**WHAT THE TASK REQUIRES:**
Render every line of the records below as a JSON list of strings, one string per line, omitting any blank lines.

**RECORDED INFORMATION:**
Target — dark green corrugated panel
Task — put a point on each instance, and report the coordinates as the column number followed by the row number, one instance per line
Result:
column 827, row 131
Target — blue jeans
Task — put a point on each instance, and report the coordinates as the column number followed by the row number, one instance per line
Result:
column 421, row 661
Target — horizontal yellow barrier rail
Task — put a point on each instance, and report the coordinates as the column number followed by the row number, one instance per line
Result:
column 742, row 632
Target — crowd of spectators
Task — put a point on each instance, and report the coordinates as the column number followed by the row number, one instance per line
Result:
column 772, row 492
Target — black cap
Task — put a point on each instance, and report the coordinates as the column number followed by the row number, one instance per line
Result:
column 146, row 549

**SOLUTION FOR THIS EXERCISE:**
[
  "Target — dark green corrugated panel",
  "Task — put a point on each instance, and report the coordinates as the column number followed by the row number, one instance per line",
  "Result:",
  "column 827, row 131",
  "Target — blue jeans",
  "Task — put a point on each instance, and report the coordinates as the column number followed by the row number, one instance per line",
  "Result:",
  "column 421, row 661",
  "Target — horizontal yellow barrier rail",
  "Task — put a point on each instance, and report the coordinates as the column number followed by the row number, one instance per line",
  "Result:",
  "column 742, row 632",
  "Target — crowd of spectators",
  "Task — put a point on each instance, and report the coordinates as the column number followed by the row number, one instance per line",
  "Result:",
  "column 772, row 492",
  "Target — black cap",
  "Task — put a point on each instance, and report the coordinates as the column number followed by the row number, one instance per line",
  "Result:",
  "column 146, row 549"
]